**Goal of the exercise**
Only the pictures are left out: repeat the rest of the entries exactly.
**********
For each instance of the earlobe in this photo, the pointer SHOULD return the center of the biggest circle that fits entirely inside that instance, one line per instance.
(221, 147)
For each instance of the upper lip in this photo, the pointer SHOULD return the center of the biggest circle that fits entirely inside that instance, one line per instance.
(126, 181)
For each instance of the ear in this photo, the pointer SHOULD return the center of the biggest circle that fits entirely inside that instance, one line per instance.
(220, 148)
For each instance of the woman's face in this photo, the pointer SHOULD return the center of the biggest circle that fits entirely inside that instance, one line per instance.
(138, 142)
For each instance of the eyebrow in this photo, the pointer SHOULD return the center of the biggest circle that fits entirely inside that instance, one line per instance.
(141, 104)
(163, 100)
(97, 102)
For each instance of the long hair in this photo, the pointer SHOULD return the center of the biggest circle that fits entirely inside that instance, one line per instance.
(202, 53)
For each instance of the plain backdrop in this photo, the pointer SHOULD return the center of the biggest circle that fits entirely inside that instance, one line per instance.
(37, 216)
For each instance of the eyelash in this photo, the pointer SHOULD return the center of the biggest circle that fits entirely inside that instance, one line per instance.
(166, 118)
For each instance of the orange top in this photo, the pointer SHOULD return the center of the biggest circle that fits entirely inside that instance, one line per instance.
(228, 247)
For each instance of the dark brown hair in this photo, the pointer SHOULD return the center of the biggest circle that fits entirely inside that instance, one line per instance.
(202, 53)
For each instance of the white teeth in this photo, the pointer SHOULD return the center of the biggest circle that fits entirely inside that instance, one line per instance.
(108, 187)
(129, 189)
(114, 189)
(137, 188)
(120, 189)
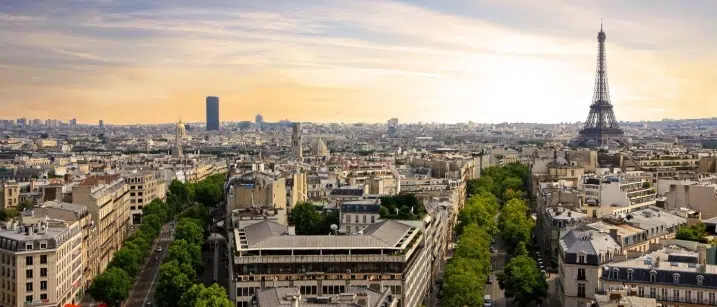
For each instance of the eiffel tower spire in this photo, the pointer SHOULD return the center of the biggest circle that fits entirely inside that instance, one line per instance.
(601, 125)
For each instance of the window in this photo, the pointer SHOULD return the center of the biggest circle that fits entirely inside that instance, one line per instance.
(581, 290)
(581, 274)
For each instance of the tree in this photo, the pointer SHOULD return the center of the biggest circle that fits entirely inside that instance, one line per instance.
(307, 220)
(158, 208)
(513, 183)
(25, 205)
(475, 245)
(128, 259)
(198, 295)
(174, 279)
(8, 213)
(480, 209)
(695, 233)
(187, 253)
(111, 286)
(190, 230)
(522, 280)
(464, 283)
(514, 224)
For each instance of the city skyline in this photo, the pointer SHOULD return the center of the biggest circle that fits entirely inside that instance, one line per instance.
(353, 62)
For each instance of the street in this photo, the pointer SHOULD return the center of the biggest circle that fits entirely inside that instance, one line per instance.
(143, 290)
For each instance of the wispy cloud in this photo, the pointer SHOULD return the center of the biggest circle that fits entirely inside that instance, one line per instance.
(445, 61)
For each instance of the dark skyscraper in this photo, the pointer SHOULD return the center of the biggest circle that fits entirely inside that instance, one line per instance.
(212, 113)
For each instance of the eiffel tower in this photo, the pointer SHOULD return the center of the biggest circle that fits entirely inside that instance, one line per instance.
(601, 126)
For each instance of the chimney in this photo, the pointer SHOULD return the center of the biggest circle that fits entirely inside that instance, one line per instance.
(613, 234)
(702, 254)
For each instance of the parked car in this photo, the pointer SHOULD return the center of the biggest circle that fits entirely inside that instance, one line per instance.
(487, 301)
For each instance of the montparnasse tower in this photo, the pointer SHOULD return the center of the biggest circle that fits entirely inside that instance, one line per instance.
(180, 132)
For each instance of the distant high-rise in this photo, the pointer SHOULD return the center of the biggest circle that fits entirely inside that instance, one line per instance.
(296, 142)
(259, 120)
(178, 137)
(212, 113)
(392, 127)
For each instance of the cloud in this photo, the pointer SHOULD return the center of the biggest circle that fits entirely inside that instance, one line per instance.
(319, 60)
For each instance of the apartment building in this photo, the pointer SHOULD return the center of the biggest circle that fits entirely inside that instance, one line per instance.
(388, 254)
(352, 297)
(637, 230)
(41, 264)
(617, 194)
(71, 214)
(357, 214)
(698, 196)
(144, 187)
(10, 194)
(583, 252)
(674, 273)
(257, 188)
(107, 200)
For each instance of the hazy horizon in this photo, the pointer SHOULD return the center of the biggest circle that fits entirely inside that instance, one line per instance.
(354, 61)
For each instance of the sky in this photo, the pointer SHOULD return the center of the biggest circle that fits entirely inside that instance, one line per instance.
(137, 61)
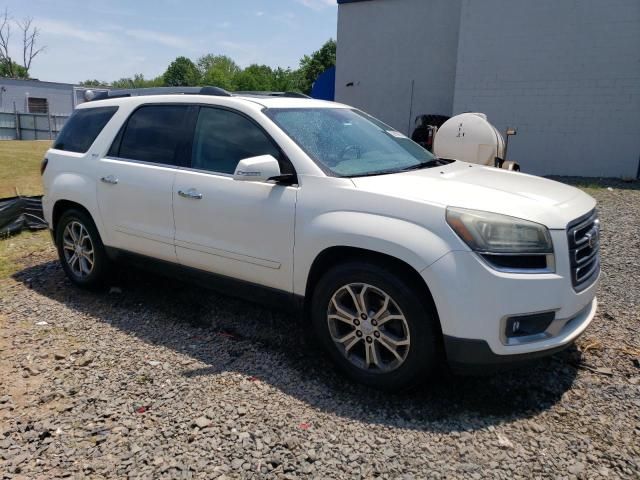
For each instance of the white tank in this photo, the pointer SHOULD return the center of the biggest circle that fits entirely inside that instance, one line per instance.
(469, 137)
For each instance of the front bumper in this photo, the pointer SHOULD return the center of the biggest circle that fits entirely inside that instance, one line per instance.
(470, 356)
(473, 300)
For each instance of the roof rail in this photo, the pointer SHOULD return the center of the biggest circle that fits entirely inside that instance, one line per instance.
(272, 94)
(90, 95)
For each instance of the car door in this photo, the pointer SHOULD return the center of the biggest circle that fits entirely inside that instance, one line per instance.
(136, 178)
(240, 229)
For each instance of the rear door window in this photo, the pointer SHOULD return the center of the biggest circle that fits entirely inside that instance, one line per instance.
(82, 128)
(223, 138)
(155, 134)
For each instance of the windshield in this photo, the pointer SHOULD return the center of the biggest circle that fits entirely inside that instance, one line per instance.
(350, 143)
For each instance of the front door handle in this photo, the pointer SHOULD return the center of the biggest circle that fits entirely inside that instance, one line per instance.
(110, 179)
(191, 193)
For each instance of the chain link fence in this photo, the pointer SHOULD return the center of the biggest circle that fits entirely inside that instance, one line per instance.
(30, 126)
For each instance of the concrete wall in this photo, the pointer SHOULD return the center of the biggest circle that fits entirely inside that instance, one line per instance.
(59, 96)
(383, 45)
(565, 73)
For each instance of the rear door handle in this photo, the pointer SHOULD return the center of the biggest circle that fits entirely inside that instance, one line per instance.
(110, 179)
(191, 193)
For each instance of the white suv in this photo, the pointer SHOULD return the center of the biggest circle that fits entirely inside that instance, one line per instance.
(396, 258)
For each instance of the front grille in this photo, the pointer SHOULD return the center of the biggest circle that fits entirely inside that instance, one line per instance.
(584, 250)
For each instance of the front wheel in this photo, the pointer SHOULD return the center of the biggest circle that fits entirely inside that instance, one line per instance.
**********
**Exercise solution**
For each instance of the earlobe in this photo, the pointer SHOULD return the center of the biggest circle that fits entirely inside that instance, one line per instance.
(221, 147)
For each instance of the upper lip in this photo, the pointer SHOULD return the center of the biggest circle that fits entirely inside that instance, one line per instance.
(126, 181)
For each instance of the ear in this photo, the pointer SHOULD return the center of the biggest circle that fits entirely inside that instance, one line per instance.
(220, 148)
For each instance of the woman's face in this photo, the pointer SHOULD return the center of the biggest circle that fits entirely inside that instance, one line per instance.
(138, 142)
For each instance of the eyebrow in this photo, the pointer SHOULD return the center of the biggest circle that fits entirely inside that instance, one line per instance.
(141, 104)
(163, 100)
(97, 102)
For each instance of the long hair in this photo, the pointer SHOULD return the center of the biggest circle that fits entirely inside that instance, one line per instance.
(202, 53)
For each instance of the plain backdrop in this photo, the pointer SHOULD return the center of the biggest circle that fits entirely inside that instance, one line per instance.
(37, 216)
For each instance of the eyelash in this photo, the pointer SHOULD return the center of the biggest circle that fits entirely inside that instance, one line per instance.
(166, 118)
For each instance of the orange top in this photo, the pointer SHOULD return the center of the biggest circle that fits entirely inside that instance, one line per instance.
(228, 247)
For each instance of the dark brown hair in this photo, the pointer SHOULD return the center of the biggest circle that fits entirely inside that instance, one line per instance.
(202, 53)
For each instance of the white teeth in this photo, the pointer SHOULD return the center of the biggest circle that fits entirely inside that instance, one line per instance.
(108, 187)
(129, 189)
(114, 189)
(137, 188)
(120, 189)
For each instance of the eiffel tower spire in this photo, the pointer SHOULD return the center of the biggest circle that fits entirely inside that instance, one line per instance.
(601, 125)
For each instance of the window in this photo, the pointer SHOULD return the center of the biggest circle that fits entirely inside that instance, one line per instance.
(581, 290)
(581, 274)
For each instance of the tree in this photo, the pointer SHOULD return the center of the biggest circle that fits entirely inside that instance, one line per instance.
(307, 220)
(158, 208)
(513, 183)
(25, 205)
(475, 245)
(128, 259)
(198, 295)
(174, 279)
(8, 213)
(480, 209)
(695, 233)
(187, 253)
(111, 286)
(190, 230)
(522, 280)
(464, 283)
(514, 224)
For each instance of the city skyline in this photo, the pointer SHOULD return the center of the biggest circle that fits entirely inside that instance, one line per instance.
(353, 62)
For each instance of the street in this photo, the pointer SHOULD return the center of the biggest circle that fits entirely inside that instance, one line per instance.
(143, 290)
For each instance of the wispy cloud in this photo, the pointer SHOULD return the center of the biggest circle that fits entirely inside that instance, one line per instance.
(445, 61)
For each instance of the dark skyscraper in this photo, the pointer SHOULD return the center of the biggest circle that fits entirely inside that instance, one line per instance.
(212, 113)
For each instance of the eiffel tower in this photo, the pointer SHOULD return the center of the biggest circle that fits entirely inside that instance, one line per instance.
(601, 126)
For each instance of the chimney in this photo, the pointer SHOULD return the center of the biggest circle that fits entirely inside that instance, one line per instance.
(613, 234)
(702, 254)
For each instance of the parked car in this photo, the pointer SHOULD return the center of the biggest circle that fits entirely inside that instance, one line per instance.
(487, 301)
For each instance of the montparnasse tower in this photo, the pointer SHOULD return the center of the biggest circle that fits entirely inside that instance, one line per instance.
(180, 132)
For each instance of the distant high-rise in this photo, the pointer SHOULD return the center of the biggest circle that fits entirely inside that instance, one line per instance.
(296, 142)
(259, 120)
(178, 137)
(212, 113)
(392, 127)
For each instance of the cloud in this photo, the pointer SHOULD return the center of the biggest circle that fits entirely inside that instance, one line per instance.
(319, 60)
For each instance of the apartment building in this photo, the pointer SHOULD return the center of the biggest circle that fits entirely inside that instance, one line per instance.
(388, 254)
(352, 297)
(637, 230)
(41, 264)
(617, 194)
(71, 214)
(357, 214)
(698, 196)
(144, 187)
(10, 194)
(583, 252)
(674, 273)
(257, 188)
(107, 200)
For each instance of the hazy horizon in this photo, the pointer SHOULD return the center of the biggest circle that fits entirely inside that instance, one line per instance.
(354, 61)
For each instance of the sky in this photo, the pointer SHOULD return the center of the biggest circle that fits entirely inside that instance, one line per instance.
(137, 61)
For each instance of the white tank in this photo, the pointer SHOULD return the center of the biggest circle that fits entirely inside that instance, one line per instance.
(469, 137)
For each instance of the front bumper in this photo, the pointer SHOULD return the center of the biggest circle that fits entirely inside that instance, one line per instance.
(470, 356)
(473, 300)
For each instance of the roof rail in this photo, the pointer SHOULD return the center of the biggest circle that fits entirely inside that instance, one line per instance.
(272, 94)
(90, 95)
For each instance of the car door in this photo, the pointer SHOULD return the center of the biggest circle that fits entirely inside that instance, one line per instance.
(136, 178)
(240, 229)
For each instance of the rear door window in this photo, the pointer SHOULD return the center of the biggest circle that fits entirely inside that instance, one line per instance.
(82, 128)
(223, 138)
(155, 134)
For each instance of the windshield in this photo, the pointer SHOULD return the center of the biggest circle that fits entirely inside that instance, one line per instance.
(350, 143)
For each instance of the front door handle in this photo, the pointer SHOULD return the center of the biggest circle that fits entirely inside that instance, one line per instance.
(110, 179)
(191, 193)
For each instance of the chain link fence in this photo, the pointer SHOULD return the center of the biggest circle that fits entirely inside that instance, one line per instance.
(30, 126)
For each instance of the concrete wall in this photo, the pointer SHOULD return the center of the biggest circle that fits entirely inside that instance, one line per instance.
(59, 96)
(383, 45)
(565, 73)
For each instance of the rear door handle in this photo, the pointer SHOULD return the center of the biggest circle that fits entirely inside that instance, one line per instance.
(110, 179)
(191, 193)
For each instance of the white suv in this photo, the pointer SHOULD return the center of the biggest circle that fits entirely inside that instance, one line per instance.
(396, 258)
For each instance of the front grille in this photo, the pointer SHOULD return the center of the biggest circle that fits entirely inside that instance, one line per instance.
(584, 250)
For each instance of the front wheel in this photo, the pointer SHOULD return the center of the biggest circle that fits entirely inside that instance, one line per instance.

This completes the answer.